***** Data lines

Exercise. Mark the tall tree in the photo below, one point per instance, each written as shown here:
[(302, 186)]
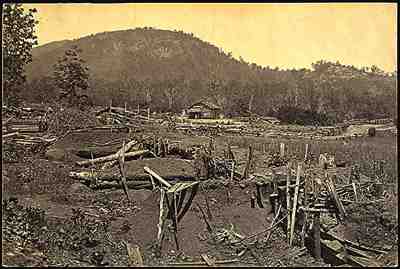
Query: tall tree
[(18, 39), (71, 76)]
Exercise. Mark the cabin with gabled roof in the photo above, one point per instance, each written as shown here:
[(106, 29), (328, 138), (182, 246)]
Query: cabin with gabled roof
[(204, 110)]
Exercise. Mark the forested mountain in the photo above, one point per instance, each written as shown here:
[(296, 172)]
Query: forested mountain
[(168, 70)]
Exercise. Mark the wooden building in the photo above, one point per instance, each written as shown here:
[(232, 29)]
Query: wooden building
[(204, 110)]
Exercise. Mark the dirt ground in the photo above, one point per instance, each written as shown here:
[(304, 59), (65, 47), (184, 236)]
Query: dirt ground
[(52, 219)]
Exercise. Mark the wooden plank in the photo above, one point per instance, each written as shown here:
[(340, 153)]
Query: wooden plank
[(296, 192), (317, 236), (288, 171)]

**********

§ **What to do**
Starting at the line that contains "Exercise. Mark the dirt" and continuing through the end of the material, write those lines out again with "dirt ground" renamed to "bare soil" everywhere it occurs. Keep everything else the same.

§ **Exercise answer**
Exercise. Mark the bare soil in the photo above, one point per instance, each written as shown here:
[(304, 59), (65, 47), (184, 236)]
Query: bare soil
[(52, 219)]
Exercise. Mark the wooden plank in the photo above, one point per instance, each written as shown here:
[(340, 153)]
Query: wooden plank
[(296, 192), (317, 236), (288, 171)]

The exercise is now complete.